▶

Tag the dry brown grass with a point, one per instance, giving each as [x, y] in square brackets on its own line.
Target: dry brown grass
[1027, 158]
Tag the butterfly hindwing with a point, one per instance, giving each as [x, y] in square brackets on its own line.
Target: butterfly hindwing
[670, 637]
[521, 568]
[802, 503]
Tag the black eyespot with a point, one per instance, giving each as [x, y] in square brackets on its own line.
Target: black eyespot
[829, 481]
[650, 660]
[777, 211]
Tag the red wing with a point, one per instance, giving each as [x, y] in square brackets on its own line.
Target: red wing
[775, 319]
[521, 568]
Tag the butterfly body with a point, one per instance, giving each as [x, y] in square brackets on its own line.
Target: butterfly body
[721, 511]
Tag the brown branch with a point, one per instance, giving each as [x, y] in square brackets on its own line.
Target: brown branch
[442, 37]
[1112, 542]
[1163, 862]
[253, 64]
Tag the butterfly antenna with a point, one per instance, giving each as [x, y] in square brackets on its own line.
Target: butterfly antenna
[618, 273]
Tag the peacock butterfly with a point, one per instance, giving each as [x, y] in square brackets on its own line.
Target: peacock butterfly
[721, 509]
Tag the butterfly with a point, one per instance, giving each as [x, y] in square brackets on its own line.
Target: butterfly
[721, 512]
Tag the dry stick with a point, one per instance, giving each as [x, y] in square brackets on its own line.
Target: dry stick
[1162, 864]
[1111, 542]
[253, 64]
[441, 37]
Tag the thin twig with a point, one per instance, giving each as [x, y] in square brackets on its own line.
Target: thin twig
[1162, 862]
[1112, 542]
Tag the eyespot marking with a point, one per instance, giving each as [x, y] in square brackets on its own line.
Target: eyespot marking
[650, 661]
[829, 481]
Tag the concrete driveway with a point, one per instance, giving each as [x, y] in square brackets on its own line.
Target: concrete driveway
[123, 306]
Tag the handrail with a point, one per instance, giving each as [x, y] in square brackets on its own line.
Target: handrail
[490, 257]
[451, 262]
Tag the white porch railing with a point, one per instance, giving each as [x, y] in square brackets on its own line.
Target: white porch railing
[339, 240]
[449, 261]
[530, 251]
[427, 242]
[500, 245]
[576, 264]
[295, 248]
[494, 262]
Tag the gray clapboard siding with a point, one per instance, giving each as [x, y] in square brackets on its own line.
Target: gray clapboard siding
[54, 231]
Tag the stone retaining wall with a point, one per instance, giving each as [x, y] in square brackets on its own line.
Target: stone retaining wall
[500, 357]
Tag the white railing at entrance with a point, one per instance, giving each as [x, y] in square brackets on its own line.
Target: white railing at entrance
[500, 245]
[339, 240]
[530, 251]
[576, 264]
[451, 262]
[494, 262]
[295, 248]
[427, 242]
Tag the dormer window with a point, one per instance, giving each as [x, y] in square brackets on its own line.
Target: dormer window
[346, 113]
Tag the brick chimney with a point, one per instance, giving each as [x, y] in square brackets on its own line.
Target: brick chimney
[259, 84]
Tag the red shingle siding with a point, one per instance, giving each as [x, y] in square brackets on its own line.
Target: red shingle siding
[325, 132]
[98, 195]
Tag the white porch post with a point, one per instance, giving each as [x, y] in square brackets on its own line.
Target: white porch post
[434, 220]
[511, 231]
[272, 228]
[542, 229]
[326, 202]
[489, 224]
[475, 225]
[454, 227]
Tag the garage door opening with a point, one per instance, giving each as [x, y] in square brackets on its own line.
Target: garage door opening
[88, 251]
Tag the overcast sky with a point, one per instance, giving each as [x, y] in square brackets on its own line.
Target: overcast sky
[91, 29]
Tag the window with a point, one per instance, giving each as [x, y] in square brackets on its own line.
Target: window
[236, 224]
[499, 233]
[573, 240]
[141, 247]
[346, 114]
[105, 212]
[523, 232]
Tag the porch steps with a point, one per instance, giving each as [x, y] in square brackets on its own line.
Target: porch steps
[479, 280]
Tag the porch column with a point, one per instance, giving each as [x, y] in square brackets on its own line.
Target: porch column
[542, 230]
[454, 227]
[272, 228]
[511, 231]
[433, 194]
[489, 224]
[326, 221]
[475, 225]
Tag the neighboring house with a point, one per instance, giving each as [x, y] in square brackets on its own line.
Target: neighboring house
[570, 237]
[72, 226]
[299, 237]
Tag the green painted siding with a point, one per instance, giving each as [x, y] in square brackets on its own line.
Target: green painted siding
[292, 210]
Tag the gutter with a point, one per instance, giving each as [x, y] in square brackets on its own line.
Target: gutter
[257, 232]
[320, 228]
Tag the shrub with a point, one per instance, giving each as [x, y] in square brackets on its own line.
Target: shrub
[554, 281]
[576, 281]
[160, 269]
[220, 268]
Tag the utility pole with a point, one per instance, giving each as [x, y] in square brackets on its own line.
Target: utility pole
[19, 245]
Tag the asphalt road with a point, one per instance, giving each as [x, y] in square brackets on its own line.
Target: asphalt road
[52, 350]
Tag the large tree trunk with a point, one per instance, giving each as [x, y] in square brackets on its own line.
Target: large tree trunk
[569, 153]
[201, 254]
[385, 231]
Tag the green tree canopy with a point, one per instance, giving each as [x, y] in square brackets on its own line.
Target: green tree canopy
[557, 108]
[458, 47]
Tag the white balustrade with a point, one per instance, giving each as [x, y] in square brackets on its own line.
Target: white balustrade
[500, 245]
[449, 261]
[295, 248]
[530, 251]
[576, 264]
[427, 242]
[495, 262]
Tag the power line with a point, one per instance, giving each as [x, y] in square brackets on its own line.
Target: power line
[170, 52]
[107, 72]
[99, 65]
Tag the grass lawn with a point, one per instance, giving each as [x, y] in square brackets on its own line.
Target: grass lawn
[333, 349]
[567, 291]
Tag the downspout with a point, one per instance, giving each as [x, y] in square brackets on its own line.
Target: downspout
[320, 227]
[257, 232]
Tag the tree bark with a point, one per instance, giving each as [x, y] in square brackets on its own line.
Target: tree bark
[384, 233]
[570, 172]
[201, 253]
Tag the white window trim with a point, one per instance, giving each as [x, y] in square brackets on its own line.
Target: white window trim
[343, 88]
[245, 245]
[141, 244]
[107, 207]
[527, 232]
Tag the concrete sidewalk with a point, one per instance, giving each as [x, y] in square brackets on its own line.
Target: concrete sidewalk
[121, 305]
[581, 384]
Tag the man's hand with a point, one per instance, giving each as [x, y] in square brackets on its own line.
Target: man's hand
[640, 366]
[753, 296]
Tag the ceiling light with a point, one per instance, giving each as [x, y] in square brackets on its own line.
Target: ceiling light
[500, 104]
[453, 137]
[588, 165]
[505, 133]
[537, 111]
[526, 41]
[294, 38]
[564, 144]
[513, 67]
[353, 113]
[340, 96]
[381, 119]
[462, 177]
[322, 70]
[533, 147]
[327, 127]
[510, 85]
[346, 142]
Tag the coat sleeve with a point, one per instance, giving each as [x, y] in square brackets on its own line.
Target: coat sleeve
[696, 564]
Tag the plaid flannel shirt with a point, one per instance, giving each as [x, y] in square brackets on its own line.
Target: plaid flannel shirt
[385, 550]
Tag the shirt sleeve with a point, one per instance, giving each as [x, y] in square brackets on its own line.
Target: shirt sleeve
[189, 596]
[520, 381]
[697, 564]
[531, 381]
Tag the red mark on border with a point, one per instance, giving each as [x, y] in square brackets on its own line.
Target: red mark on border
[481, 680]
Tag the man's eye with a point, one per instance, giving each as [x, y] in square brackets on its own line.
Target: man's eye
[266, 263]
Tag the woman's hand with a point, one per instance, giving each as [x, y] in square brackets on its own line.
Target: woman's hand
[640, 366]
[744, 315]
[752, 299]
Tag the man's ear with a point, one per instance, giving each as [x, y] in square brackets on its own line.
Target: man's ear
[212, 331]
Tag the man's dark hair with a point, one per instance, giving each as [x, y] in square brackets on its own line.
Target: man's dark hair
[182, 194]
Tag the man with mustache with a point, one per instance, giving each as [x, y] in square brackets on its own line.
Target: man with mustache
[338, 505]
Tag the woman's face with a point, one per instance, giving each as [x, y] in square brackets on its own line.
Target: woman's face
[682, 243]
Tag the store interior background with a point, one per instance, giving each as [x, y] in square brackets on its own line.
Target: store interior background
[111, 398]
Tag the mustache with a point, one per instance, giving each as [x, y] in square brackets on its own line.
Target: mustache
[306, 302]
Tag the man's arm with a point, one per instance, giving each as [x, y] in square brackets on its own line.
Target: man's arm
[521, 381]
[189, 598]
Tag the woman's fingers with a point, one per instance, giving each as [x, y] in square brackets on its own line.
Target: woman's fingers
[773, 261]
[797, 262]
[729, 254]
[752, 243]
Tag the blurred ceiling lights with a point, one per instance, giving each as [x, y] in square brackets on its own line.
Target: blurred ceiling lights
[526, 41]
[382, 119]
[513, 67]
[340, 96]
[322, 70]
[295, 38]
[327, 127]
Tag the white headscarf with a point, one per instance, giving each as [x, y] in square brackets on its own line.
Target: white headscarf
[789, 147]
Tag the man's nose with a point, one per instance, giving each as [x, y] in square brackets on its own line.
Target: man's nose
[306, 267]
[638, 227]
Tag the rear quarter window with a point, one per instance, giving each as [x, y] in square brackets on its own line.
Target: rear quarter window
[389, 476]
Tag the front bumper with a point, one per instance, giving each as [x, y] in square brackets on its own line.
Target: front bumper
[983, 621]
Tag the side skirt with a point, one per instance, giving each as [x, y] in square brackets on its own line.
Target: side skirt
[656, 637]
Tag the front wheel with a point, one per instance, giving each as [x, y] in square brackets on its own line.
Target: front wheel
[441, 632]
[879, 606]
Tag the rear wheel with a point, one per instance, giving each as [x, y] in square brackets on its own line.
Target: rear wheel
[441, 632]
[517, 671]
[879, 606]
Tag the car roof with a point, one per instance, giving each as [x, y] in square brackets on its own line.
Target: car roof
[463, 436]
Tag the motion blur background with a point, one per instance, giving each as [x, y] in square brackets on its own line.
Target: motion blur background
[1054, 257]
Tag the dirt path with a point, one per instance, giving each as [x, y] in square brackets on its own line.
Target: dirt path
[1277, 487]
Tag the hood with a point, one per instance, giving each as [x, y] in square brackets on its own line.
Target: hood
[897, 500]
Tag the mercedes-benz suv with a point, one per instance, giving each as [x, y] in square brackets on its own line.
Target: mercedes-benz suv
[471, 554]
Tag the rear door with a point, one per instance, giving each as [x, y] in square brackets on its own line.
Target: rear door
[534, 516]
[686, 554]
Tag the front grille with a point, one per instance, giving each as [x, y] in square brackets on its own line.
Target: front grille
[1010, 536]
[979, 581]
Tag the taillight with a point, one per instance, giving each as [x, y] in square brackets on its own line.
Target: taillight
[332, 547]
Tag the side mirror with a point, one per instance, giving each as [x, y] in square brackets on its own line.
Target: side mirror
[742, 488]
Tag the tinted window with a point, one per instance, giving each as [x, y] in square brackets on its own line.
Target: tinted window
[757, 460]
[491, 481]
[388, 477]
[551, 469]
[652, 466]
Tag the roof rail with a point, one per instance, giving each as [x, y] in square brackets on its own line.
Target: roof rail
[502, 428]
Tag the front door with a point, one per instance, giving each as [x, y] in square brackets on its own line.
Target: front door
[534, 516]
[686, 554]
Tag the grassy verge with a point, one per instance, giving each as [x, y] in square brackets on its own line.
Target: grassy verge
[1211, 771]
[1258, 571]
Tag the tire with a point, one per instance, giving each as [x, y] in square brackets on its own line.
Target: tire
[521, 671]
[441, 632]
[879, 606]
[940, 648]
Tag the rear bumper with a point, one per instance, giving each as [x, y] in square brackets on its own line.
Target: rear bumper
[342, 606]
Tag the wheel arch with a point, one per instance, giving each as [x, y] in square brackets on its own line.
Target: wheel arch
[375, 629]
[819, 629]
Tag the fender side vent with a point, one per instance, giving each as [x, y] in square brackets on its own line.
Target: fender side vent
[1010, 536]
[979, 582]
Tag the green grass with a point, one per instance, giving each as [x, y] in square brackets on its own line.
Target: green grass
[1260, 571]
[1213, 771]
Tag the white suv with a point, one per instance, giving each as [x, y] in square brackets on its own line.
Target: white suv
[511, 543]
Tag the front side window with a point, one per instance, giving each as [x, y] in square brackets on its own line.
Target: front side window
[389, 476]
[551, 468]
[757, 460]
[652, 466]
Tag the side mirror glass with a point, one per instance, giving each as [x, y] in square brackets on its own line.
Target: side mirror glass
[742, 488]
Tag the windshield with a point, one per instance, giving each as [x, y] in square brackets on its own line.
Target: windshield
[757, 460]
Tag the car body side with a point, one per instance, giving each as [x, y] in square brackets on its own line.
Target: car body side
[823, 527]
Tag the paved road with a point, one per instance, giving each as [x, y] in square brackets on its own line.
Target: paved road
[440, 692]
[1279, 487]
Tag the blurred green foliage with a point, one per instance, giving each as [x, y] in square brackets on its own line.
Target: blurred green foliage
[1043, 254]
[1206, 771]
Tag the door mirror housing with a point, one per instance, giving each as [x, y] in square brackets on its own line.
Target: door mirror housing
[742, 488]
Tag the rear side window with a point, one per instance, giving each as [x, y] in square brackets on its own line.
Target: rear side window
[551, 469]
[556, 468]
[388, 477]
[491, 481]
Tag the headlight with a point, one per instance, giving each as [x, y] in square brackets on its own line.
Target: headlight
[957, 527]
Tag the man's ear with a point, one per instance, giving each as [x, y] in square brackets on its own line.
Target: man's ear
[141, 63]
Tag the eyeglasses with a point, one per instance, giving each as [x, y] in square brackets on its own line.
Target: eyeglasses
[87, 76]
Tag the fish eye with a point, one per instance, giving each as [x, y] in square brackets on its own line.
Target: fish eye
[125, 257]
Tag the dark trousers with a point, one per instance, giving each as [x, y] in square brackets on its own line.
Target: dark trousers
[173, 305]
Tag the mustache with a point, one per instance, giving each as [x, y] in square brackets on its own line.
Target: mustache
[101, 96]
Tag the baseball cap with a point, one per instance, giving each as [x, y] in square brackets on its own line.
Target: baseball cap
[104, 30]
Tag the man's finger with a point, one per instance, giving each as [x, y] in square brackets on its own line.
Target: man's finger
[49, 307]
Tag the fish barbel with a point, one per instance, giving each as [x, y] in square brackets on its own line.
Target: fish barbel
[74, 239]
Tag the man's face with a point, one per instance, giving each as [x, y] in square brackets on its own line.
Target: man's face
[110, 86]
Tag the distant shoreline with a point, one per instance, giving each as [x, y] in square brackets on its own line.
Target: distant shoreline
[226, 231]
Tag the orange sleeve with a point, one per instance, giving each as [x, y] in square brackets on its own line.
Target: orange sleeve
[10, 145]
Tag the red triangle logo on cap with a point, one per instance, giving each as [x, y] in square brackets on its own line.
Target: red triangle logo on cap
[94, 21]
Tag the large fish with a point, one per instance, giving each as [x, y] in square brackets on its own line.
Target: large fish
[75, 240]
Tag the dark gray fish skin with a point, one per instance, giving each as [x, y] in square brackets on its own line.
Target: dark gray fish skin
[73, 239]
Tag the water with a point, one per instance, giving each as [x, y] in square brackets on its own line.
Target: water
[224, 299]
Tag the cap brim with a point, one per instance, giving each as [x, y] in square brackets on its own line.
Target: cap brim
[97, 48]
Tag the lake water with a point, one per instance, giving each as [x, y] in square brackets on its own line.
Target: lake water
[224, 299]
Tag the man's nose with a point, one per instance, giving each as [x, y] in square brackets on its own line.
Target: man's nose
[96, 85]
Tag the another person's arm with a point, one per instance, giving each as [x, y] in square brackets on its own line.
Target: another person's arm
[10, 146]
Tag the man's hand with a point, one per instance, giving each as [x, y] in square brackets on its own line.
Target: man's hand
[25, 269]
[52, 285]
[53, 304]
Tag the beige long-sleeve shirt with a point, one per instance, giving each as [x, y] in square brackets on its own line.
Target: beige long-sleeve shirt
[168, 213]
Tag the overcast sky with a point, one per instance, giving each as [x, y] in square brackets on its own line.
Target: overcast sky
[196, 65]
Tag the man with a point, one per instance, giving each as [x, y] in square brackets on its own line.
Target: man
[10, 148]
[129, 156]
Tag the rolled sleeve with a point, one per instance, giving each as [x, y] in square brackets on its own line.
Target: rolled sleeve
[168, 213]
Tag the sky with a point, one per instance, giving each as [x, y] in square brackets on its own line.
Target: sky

◀

WHAT TO PRODUCE
Convert the material from the line with "Tag the grassy" to the line with "[1279, 487]", both ends included, into a Markdown table headed Row and Line. Number each line in order and leave out blank lines.

WRITTEN SOLUTION
| Row | Line |
|---|---|
| 1 | Tag the grassy verge with a point, one per instance, giving each as [x, y] in square brackets on its own line. |
| 2 | Target: grassy verge |
| 3 | [1211, 771] |
| 4 | [1258, 571] |
| 5 | Tag the tire with a point, one per instance, giving each as [x, y] in square brackets on its own line. |
| 6 | Target: tire |
| 7 | [521, 671] |
| 8 | [441, 632] |
| 9 | [879, 606] |
| 10 | [940, 648] |
| 11 | Tag the rear bumper with a point, one per instance, giving each as [x, y] in square brackets on its own line. |
| 12 | Target: rear bumper |
| 13 | [342, 606] |
| 14 | Tag the wheel arch with a point, one per instance, giving each as [x, y] in square brackets on its own line. |
| 15 | Target: wheel arch |
| 16 | [375, 629] |
| 17 | [819, 629] |
| 18 | Tag the fender side vent with a point, one per instance, giving each as [x, y] in square brackets on its own line. |
| 19 | Target: fender side vent |
| 20 | [1010, 536] |
| 21 | [979, 582] |
| 22 | Tag the green grass with a point, one per instance, giving each as [x, y] in square brackets on its own line. |
| 23 | Target: green grass |
| 24 | [1260, 571] |
| 25 | [1213, 771] |
| 26 | Tag the white suv with a point, one per instance, giving each as [x, y] in square brackets on its own line. |
| 27 | Target: white suv |
| 28 | [511, 543] |
| 29 | Tag the front side window with a point, one per instance, giving each as [x, y] in square brackets on its own line. |
| 30 | Target: front side window |
| 31 | [389, 476] |
| 32 | [551, 468] |
| 33 | [757, 460] |
| 34 | [652, 466] |
| 35 | Tag the side mirror glass with a point, one per instance, giving each as [x, y] in square brackets on its own line. |
| 36 | Target: side mirror glass |
| 37 | [742, 488] |
| 38 | Tag the windshield with a point, one per instance, giving each as [x, y] in square brackets on its own line. |
| 39 | Target: windshield |
| 40 | [757, 460] |
| 41 | Tag the car body side with a point, one per instance, giving each as [x, y] in square brackets on its own line. |
| 42 | Target: car body side |
| 43 | [823, 527] |
| 44 | Tag the paved road with a point, one per instance, giving each as [x, y] in square brackets on its own line. |
| 45 | Target: paved road |
| 46 | [440, 692] |
| 47 | [1279, 487] |